> _Exercise aim_
Retype exactly the lines from the one containing "query (the noun phrase to segment): baby's" through the last line of the records below, including both, and leave out any pictures.

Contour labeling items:
************
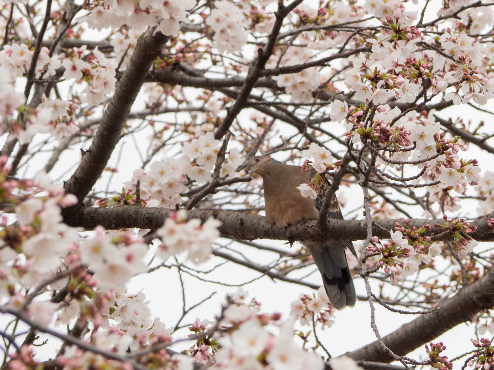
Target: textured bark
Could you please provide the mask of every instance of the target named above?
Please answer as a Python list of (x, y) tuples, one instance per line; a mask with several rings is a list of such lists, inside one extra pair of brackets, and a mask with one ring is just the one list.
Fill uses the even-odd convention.
[[(384, 343), (397, 355), (403, 356), (468, 321), (480, 311), (492, 308), (494, 306), (494, 269), (440, 305), (441, 309), (421, 315), (384, 337)], [(465, 344), (467, 341), (469, 343), (468, 338), (465, 340)], [(393, 361), (383, 352), (377, 341), (345, 354), (356, 360), (388, 363)]]
[[(106, 229), (139, 227), (157, 229), (161, 226), (165, 220), (174, 210), (146, 207), (128, 206), (114, 208), (86, 208), (80, 212), (66, 217), (64, 222), (74, 226), (92, 229), (101, 225)], [(300, 240), (327, 241), (328, 240), (361, 240), (367, 237), (364, 220), (329, 219), (328, 228), (322, 230), (317, 220), (305, 221), (285, 229), (268, 223), (263, 216), (247, 215), (231, 211), (191, 211), (189, 219), (200, 219), (205, 221), (213, 217), (221, 221), (220, 232), (236, 239), (252, 240), (255, 239), (271, 239), (278, 240)], [(479, 241), (494, 240), (493, 229), (487, 224), (487, 220), (494, 217), (494, 212), (485, 217), (473, 221), (477, 230), (470, 234)], [(395, 222), (403, 224), (402, 219), (375, 220), (375, 223), (387, 230), (394, 229)], [(426, 224), (442, 224), (444, 220), (412, 219), (409, 220), (410, 227), (419, 227)], [(444, 231), (441, 227), (432, 227), (429, 235), (438, 234)], [(389, 238), (389, 233), (372, 226), (372, 234), (382, 238)], [(447, 235), (442, 240), (450, 240)]]
[[(105, 110), (89, 149), (82, 155), (75, 172), (64, 185), (66, 192), (75, 195), (80, 202), (84, 200), (105, 169), (120, 140), (124, 123), (149, 69), (169, 38), (160, 32), (154, 35), (154, 29), (148, 28), (137, 40), (135, 50)], [(68, 211), (74, 210), (73, 208)]]

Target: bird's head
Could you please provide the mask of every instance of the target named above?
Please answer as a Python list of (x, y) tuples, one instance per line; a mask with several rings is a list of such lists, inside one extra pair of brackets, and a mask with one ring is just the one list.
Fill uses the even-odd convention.
[(246, 169), (247, 170), (247, 173), (257, 174), (262, 176), (265, 173), (264, 166), (272, 162), (273, 158), (267, 155), (256, 155), (249, 159), (246, 166)]

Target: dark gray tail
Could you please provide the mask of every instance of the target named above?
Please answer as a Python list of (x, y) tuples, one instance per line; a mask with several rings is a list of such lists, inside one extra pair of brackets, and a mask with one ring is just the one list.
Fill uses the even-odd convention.
[(353, 307), (357, 300), (355, 287), (341, 242), (308, 243), (304, 245), (312, 255), (323, 277), (323, 283), (333, 307), (338, 310)]

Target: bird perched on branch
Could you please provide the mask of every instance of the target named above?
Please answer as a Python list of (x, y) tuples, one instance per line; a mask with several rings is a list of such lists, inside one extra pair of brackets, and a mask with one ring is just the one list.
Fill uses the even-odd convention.
[[(251, 158), (246, 166), (249, 174), (257, 174), (263, 181), (266, 221), (279, 227), (286, 227), (300, 221), (317, 220), (324, 201), (326, 190), (330, 185), (323, 177), (315, 199), (304, 197), (296, 188), (308, 184), (315, 171), (306, 172), (298, 166), (290, 166), (278, 162), (266, 155)], [(328, 217), (343, 219), (336, 196), (329, 207)], [(341, 309), (355, 304), (357, 296), (347, 263), (345, 249), (348, 248), (357, 257), (351, 241), (326, 243), (303, 242), (302, 243), (312, 255), (323, 277), (326, 293), (333, 306)]]

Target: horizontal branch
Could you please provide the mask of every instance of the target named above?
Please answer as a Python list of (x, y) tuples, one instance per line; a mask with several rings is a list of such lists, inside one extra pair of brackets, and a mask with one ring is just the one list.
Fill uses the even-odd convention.
[[(67, 215), (64, 222), (74, 226), (82, 226), (91, 229), (98, 225), (107, 229), (138, 227), (156, 229), (160, 227), (165, 219), (174, 211), (168, 208), (146, 207), (119, 207), (113, 208), (88, 207), (80, 212)], [(200, 219), (205, 221), (210, 217), (222, 223), (220, 232), (233, 238), (247, 240), (271, 239), (278, 240), (327, 241), (329, 240), (362, 240), (367, 236), (364, 220), (331, 220), (330, 226), (322, 230), (317, 221), (304, 221), (286, 228), (271, 225), (263, 216), (246, 215), (241, 212), (221, 210), (198, 210), (188, 212), (188, 219)], [(494, 233), (487, 224), (487, 221), (494, 217), (494, 212), (471, 222), (477, 229), (470, 235), (478, 241), (494, 241)], [(375, 220), (372, 234), (380, 238), (389, 238), (385, 230), (394, 229), (395, 222), (403, 223), (402, 219)], [(412, 219), (409, 220), (410, 227), (420, 227), (426, 223), (442, 224), (440, 220)], [(381, 228), (382, 228), (381, 229)], [(442, 227), (432, 227), (428, 235), (440, 234)], [(449, 240), (446, 235), (440, 240)]]
[(74, 174), (64, 185), (66, 192), (76, 195), (80, 202), (103, 172), (120, 140), (124, 124), (153, 61), (169, 39), (161, 32), (155, 33), (155, 28), (149, 28), (139, 37), (127, 68), (105, 110), (91, 146)]
[[(384, 337), (384, 343), (397, 355), (404, 356), (468, 321), (477, 312), (492, 308), (494, 306), (494, 269), (440, 304), (440, 310), (421, 315)], [(464, 340), (469, 343), (467, 338)], [(465, 344), (468, 344), (466, 341)], [(381, 349), (377, 341), (345, 354), (355, 360), (388, 363), (393, 361)]]

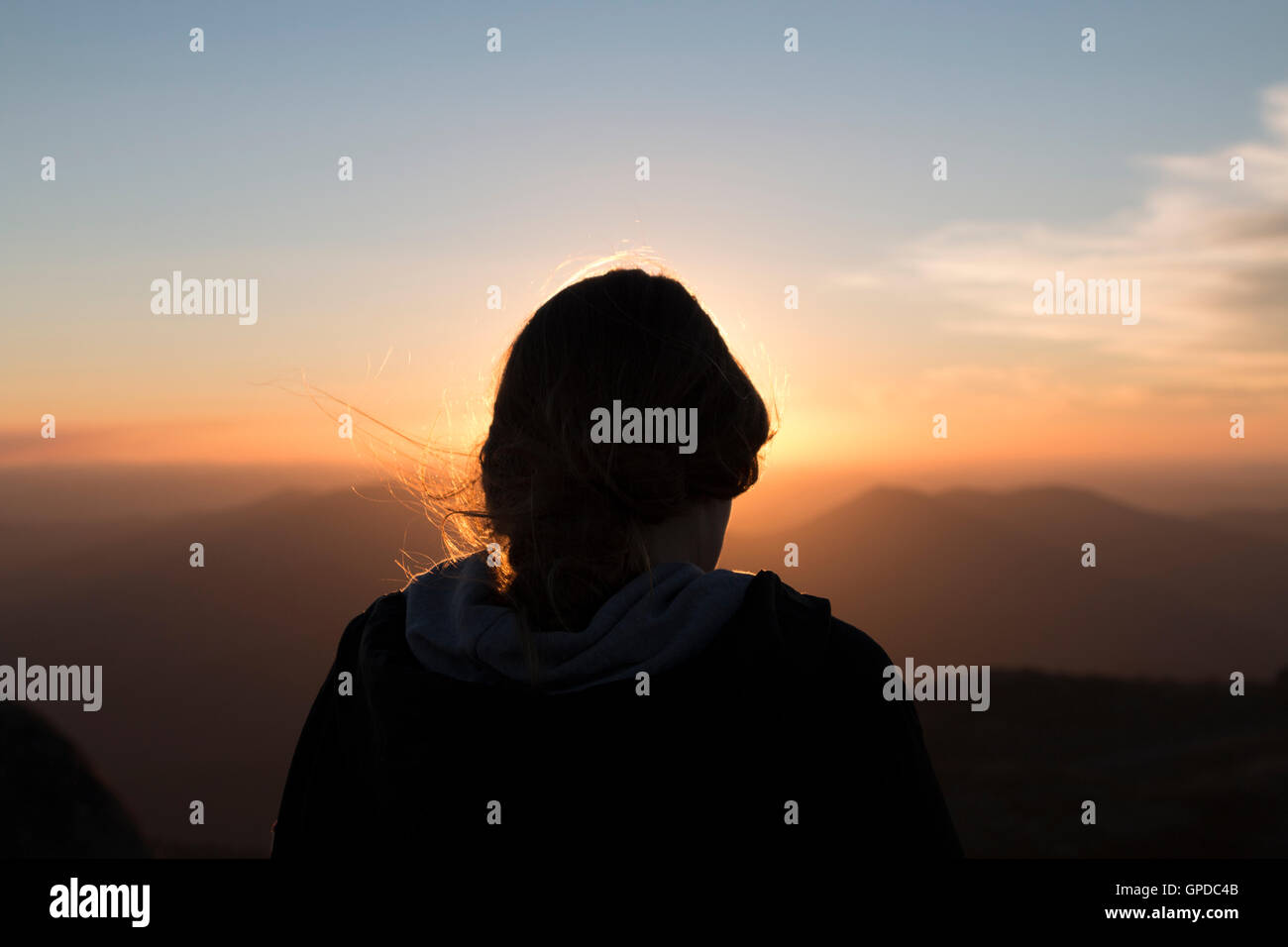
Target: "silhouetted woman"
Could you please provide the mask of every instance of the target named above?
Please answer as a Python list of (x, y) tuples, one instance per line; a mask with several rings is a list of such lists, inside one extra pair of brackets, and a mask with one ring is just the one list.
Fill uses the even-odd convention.
[(961, 854), (886, 653), (827, 599), (716, 568), (769, 435), (679, 282), (613, 271), (537, 309), (478, 456), (479, 551), (349, 624), (274, 857), (506, 836)]

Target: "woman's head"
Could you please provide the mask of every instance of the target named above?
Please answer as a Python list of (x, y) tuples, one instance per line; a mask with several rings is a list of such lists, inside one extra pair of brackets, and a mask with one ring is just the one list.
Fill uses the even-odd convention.
[[(592, 438), (592, 416), (614, 402), (618, 416), (672, 408), (667, 421), (696, 421), (692, 452), (643, 430), (625, 442), (629, 415), (627, 437)], [(662, 416), (644, 426), (675, 430)], [(685, 558), (712, 568), (728, 501), (756, 482), (769, 437), (765, 403), (683, 285), (618, 269), (565, 287), (510, 345), (479, 451), (484, 518), (505, 549), (500, 588), (535, 627), (580, 630), (656, 564), (650, 549), (692, 549)]]

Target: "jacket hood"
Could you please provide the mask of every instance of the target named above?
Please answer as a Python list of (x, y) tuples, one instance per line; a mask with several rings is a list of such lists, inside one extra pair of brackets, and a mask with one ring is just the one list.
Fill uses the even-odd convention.
[[(407, 585), (407, 644), (424, 667), (457, 680), (527, 682), (518, 615), (497, 600), (486, 555), (440, 563)], [(680, 562), (636, 576), (583, 630), (533, 635), (541, 689), (565, 693), (683, 664), (729, 622), (752, 579)]]

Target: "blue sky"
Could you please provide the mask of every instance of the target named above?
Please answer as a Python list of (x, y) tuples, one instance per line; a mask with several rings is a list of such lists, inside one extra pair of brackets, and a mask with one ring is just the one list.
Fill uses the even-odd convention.
[[(940, 379), (1043, 354), (944, 330), (921, 282), (866, 298), (848, 274), (957, 223), (1014, 228), (999, 254), (1028, 227), (1095, 234), (1145, 206), (1150, 156), (1264, 135), (1264, 93), (1288, 80), (1283, 3), (10, 1), (0, 18), (4, 426), (55, 399), (216, 417), (298, 368), (353, 390), (390, 348), (415, 349), (433, 399), (477, 385), (560, 263), (652, 246), (822, 428), (853, 390), (813, 367), (820, 340), (875, 383), (916, 350)], [(936, 155), (947, 187), (927, 183)], [(158, 325), (142, 287), (171, 269), (259, 276), (272, 314), (254, 335)], [(788, 282), (810, 304), (783, 320)], [(509, 301), (489, 322), (491, 283)], [(1077, 366), (1109, 372), (1100, 390), (1114, 345)], [(375, 397), (412, 410), (410, 390)]]

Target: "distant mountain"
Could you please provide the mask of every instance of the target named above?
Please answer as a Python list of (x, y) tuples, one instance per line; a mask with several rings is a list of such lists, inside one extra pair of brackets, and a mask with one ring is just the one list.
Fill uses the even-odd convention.
[[(424, 517), (379, 488), (153, 522), (28, 517), (0, 537), (0, 661), (103, 665), (103, 710), (41, 714), (162, 853), (267, 854), (345, 624), (404, 584), (399, 550), (442, 553)], [(783, 566), (788, 541), (800, 568)], [(192, 542), (204, 568), (188, 564)], [(799, 527), (730, 536), (723, 564), (831, 598), (895, 661), (1216, 682), (1288, 664), (1288, 542), (1072, 490), (873, 490)], [(970, 716), (1037, 738), (1014, 713)], [(192, 800), (204, 826), (188, 822)]]
[(1190, 679), (1288, 664), (1288, 541), (1083, 491), (871, 490), (795, 528), (733, 535), (721, 564), (829, 598), (896, 662)]

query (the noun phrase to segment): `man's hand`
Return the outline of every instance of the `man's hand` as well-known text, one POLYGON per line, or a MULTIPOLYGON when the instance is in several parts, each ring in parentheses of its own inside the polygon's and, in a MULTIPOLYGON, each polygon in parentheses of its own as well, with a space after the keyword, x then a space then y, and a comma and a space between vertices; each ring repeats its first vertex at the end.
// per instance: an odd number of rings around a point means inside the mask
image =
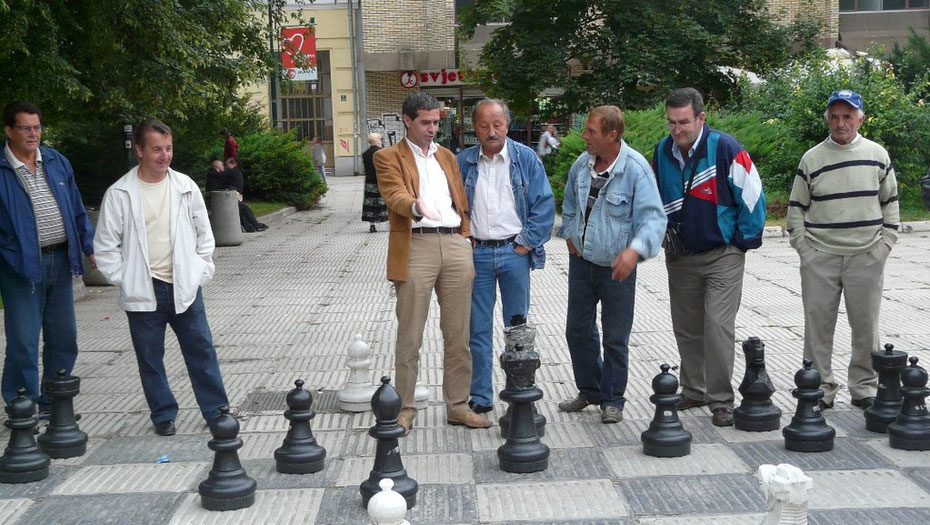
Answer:
POLYGON ((570 254, 572 254, 572 255, 577 255, 578 257, 581 257, 581 254, 578 252, 578 250, 575 249, 575 245, 572 244, 572 240, 571 240, 571 239, 565 239, 565 244, 568 245, 568 253, 570 253, 570 254))
POLYGON ((632 249, 627 248, 620 252, 617 255, 617 258, 614 259, 614 263, 611 265, 613 267, 613 272, 610 276, 615 281, 622 281, 630 276, 633 273, 633 270, 636 269, 636 263, 639 261, 639 253, 632 249))
POLYGON ((441 218, 438 213, 431 210, 429 206, 426 205, 423 199, 417 199, 416 208, 417 213, 431 221, 438 221, 441 218))

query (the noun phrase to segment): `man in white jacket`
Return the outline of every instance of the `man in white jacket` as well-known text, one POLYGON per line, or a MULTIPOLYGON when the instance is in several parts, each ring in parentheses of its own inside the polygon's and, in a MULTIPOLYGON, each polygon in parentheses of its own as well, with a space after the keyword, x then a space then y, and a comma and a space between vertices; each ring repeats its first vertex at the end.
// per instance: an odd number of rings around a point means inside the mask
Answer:
POLYGON ((204 420, 229 404, 200 291, 215 270, 214 241, 200 189, 169 168, 171 128, 146 121, 134 139, 139 165, 104 195, 94 251, 97 268, 120 286, 155 433, 171 436, 178 402, 165 372, 167 325, 178 338, 204 420))

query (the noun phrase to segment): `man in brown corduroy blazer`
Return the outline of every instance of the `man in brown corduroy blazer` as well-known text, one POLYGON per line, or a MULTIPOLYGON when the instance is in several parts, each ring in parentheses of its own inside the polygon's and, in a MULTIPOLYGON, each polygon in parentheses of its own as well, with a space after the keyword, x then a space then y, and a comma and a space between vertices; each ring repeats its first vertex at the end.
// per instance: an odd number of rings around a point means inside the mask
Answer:
POLYGON ((444 346, 446 420, 470 428, 491 426, 468 407, 472 369, 468 327, 475 268, 462 176, 455 155, 433 142, 439 118, 435 97, 411 93, 403 106, 407 136, 375 153, 378 189, 391 221, 387 278, 397 294, 394 368, 403 400, 397 422, 405 432, 410 432, 417 415, 413 392, 434 289, 444 346))

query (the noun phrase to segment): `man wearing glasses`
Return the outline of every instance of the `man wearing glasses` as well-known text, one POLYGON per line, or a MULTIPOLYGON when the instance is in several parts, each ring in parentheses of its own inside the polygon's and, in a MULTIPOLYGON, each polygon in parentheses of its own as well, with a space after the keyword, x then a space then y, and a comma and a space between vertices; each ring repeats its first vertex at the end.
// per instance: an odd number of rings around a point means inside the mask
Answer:
POLYGON ((77 325, 71 276, 84 273, 82 252, 94 261, 94 230, 71 164, 40 146, 39 108, 13 102, 3 111, 8 138, 0 156, 0 295, 6 355, 0 390, 10 402, 19 388, 38 401, 40 417, 49 400, 39 391, 39 333, 43 334, 42 377, 70 374, 77 359, 77 325))
POLYGON ((736 312, 746 251, 762 244, 765 195, 749 154, 705 123, 693 88, 665 100, 669 135, 652 156, 668 216, 665 255, 672 328, 681 356, 679 410, 710 405, 733 424, 736 312))

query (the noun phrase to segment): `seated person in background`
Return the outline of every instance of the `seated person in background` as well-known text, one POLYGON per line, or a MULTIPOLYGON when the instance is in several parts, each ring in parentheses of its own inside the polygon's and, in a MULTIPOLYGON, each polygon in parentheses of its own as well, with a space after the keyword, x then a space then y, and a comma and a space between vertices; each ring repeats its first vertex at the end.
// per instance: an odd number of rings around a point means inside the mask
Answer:
POLYGON ((234 157, 226 159, 226 171, 223 172, 226 179, 226 188, 239 192, 239 223, 245 232, 263 232, 268 229, 264 223, 258 222, 252 209, 242 202, 242 195, 245 190, 245 182, 242 179, 242 171, 239 170, 239 161, 234 157))

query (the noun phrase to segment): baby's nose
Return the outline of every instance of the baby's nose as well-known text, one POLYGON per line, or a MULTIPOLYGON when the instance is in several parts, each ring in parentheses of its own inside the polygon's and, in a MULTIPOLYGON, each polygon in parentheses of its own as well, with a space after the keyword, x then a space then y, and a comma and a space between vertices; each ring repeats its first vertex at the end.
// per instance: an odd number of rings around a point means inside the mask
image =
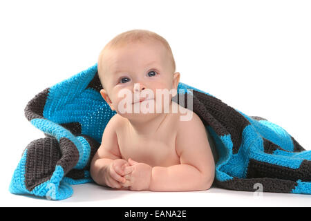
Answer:
POLYGON ((144 89, 146 89, 146 87, 143 84, 140 83, 135 83, 134 86, 133 87, 133 92, 140 92, 144 89))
************
> _Reply to the exercise_
query (the noun phrase to segment): baby's nose
Return the outline of every instance of the baby's nose as well-known text, one POLYGON per line, or a MULTIPOLYGON when the instance is in several parts, each ring in parentheses of its own inside the polygon's and, in a MULTIPOLYGON, each polygon in parentheses of its own as well, with a space after the keyword, x then a space then y, and a comma and a space between vertices; each ring repeats its first vertex at the end.
// per instance: an odd number of rings around a point means inside the mask
image =
Answer:
POLYGON ((144 89, 146 89, 146 87, 143 84, 140 83, 135 83, 134 86, 133 87, 133 92, 140 92, 144 89))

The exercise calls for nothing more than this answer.